The records below need to be restated word for word.

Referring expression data
^^^^

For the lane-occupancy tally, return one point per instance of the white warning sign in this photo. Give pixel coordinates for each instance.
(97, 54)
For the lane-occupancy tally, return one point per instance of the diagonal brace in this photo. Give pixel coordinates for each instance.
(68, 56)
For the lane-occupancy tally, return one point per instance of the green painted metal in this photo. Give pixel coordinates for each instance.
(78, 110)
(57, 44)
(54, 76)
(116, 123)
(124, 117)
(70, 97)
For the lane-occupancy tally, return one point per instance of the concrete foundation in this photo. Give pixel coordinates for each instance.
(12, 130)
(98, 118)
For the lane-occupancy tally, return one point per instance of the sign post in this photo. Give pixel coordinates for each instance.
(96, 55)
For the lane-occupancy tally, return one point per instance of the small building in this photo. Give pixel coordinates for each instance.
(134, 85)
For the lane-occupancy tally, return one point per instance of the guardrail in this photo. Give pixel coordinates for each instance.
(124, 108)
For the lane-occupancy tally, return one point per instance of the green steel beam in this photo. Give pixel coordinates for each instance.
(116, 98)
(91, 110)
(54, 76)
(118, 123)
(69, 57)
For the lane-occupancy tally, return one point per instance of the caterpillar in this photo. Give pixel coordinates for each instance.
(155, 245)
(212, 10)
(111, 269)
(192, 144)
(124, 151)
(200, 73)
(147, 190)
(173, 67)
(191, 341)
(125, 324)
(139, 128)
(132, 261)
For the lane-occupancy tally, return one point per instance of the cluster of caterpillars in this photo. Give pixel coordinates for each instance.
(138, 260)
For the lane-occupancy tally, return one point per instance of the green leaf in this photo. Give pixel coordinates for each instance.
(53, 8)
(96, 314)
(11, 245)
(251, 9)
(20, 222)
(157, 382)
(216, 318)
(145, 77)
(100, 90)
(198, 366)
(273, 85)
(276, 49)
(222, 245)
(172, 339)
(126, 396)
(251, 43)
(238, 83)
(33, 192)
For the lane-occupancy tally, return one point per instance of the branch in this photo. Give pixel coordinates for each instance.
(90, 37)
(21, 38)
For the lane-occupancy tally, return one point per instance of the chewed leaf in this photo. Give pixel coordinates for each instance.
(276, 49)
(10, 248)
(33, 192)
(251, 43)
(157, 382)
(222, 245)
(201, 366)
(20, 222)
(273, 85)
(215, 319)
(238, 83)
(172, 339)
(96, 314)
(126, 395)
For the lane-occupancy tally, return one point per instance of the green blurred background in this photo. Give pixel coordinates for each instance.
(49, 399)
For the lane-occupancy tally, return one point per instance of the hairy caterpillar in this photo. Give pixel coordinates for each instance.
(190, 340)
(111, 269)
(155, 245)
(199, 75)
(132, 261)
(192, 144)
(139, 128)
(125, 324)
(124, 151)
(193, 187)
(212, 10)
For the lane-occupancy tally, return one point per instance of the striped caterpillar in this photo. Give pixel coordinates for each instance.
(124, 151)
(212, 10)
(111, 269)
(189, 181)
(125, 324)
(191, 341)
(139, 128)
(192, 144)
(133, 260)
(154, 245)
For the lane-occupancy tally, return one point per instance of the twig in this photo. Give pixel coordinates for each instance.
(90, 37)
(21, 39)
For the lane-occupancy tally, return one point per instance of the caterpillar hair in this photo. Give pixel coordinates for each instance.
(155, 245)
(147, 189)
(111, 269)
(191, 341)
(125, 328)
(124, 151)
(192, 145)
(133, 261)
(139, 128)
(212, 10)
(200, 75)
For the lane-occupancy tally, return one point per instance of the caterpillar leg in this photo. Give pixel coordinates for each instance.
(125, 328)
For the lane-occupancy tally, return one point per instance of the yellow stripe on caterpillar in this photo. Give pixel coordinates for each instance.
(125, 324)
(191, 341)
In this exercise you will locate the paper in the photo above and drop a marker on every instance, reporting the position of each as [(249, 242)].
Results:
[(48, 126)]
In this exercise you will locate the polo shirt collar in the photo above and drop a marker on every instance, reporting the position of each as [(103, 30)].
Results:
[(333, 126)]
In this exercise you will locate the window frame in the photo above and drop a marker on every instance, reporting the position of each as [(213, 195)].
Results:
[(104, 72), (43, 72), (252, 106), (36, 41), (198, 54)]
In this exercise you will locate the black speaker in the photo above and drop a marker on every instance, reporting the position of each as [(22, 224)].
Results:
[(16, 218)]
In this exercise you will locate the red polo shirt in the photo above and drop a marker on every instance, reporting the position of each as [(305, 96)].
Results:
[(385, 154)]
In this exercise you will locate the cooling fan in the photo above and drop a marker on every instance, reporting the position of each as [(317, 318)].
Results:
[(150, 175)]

^^^^

_Output for this task_:
For the lane-occupancy tally, return one point per instance of the white warning sign in this photo. Give pixel coordinates for each instance.
(97, 54)
For the lane-occupancy tally, return one point per instance of the diagonal brace in this photo. Give pixel coordinates for each instance.
(68, 56)
For the lane-occupancy tally, return one point per instance of the green painted metal in this photo. Give pixel coordinates for each instance.
(78, 110)
(57, 44)
(54, 76)
(116, 123)
(124, 117)
(70, 97)
For the lane-occupancy tally, return one point per instance of the concrete foundation in this photo. Give pixel coordinates for each instance.
(12, 130)
(98, 118)
For the lane-occupancy tally, return one point per instance of the sign post in this photo. Give pixel coordinates for each instance.
(96, 55)
For the lane-occupancy tally, return one point per instance of the small building in this photo. Give pixel coordinates for each instance.
(134, 85)
For the lane-occupancy tally, return one point per instance of the guardrail in this photo. Give pixel coordinates for each instance.
(124, 108)
For the lane-occupancy tally, return one point per instance of the green steel beam in this photo. Give pixel coordinates for each instance.
(116, 98)
(91, 110)
(54, 76)
(118, 123)
(69, 57)
For the lane-occupancy tally, return one point per instance of the caterpillar in this photo. Give pixel coordinates for each instance.
(155, 245)
(212, 10)
(111, 269)
(192, 144)
(124, 151)
(200, 73)
(147, 190)
(173, 67)
(191, 341)
(125, 324)
(139, 128)
(132, 261)
For the lane-occupancy tally, return one point per instance of the cluster of caterpillars in this photo. Give pixel coordinates for each instance.
(138, 260)
For the lane-occupancy tally, return one point per instance of the green leaf in this photo. Give pixel coordinates for each instance.
(53, 8)
(96, 314)
(11, 245)
(251, 9)
(20, 222)
(157, 382)
(216, 318)
(145, 77)
(100, 90)
(198, 366)
(273, 85)
(276, 49)
(222, 245)
(172, 339)
(126, 396)
(251, 43)
(238, 83)
(33, 192)
For the lane-occupancy tally, return one point per instance of the branch in this photo. Give pixel coordinates for each instance.
(90, 37)
(21, 38)
For the lane-occupancy tally, return one point per instance of the chewed leaf in this photo. Give pixel coordinates for each instance.
(276, 49)
(10, 248)
(33, 192)
(251, 43)
(157, 382)
(222, 245)
(201, 366)
(20, 222)
(273, 85)
(215, 319)
(238, 83)
(172, 339)
(96, 314)
(126, 395)
For the lane-occupancy tally, return one point per instance of the green blurred background in this photo. Give pixel coordinates for each instance.
(49, 399)
For the lane-occupancy tally, return one point per instance of the hairy caterpillar in this photo. Give pixel coordinates for each instance.
(190, 340)
(111, 269)
(155, 245)
(199, 75)
(132, 261)
(192, 144)
(139, 128)
(125, 324)
(124, 151)
(193, 187)
(212, 10)
For the lane-occupancy tally, return one point per instance of the striped caterpillar in this photo. Give pixel coordinates for each instance.
(124, 151)
(212, 10)
(111, 269)
(189, 181)
(125, 324)
(191, 341)
(139, 128)
(192, 144)
(133, 260)
(154, 245)
For the lane-occupancy tally, return one point per instance of the twig in this photo. Give pixel coordinates for each instance.
(90, 37)
(21, 39)
For the lane-occupancy tally, return one point per instance of the caterpillar hair in this photo. Give pixel coordinates for each instance.
(155, 245)
(147, 189)
(111, 269)
(191, 341)
(125, 328)
(124, 151)
(192, 145)
(133, 261)
(139, 128)
(212, 10)
(200, 75)
For the lane-occupancy tally, return one point per instance of the caterpillar leg in this photo. Give pixel coordinates for each instance.
(125, 328)
For the lane-occupancy tally, return one point per instance of the yellow stripe on caterpillar in this photo. Give pixel coordinates for each instance.
(125, 324)
(191, 341)
In this exercise you will locate the paper in the photo above and drop a marker on every instance, reporting the position of each as [(249, 242)].
Results:
[(48, 126)]
In this exercise you will locate the polo shirt collar in the photo above and drop a marker on every instance, reporting the position of each as [(103, 30)].
Results:
[(333, 126)]
In this exercise you will locate the window frame in the photo above and drop a marker on every instance, reporting the position of each as [(213, 195)].
Results:
[(104, 72), (43, 72), (252, 106), (36, 41), (198, 54)]
In this exercise you will locate the black speaker in the photo above and drop a marker on every instance, reporting the position of each as [(22, 224)].
Results:
[(16, 218)]
In this exercise you will locate the red polo shirt in the photo above and drop a marker on every instance, reporting the position of each as [(305, 96)].
Results:
[(385, 154)]
In this exercise you will locate the cooling fan in the photo above and drop a marker on every instance, reporting the position of each as [(317, 318)].
Results:
[(150, 175)]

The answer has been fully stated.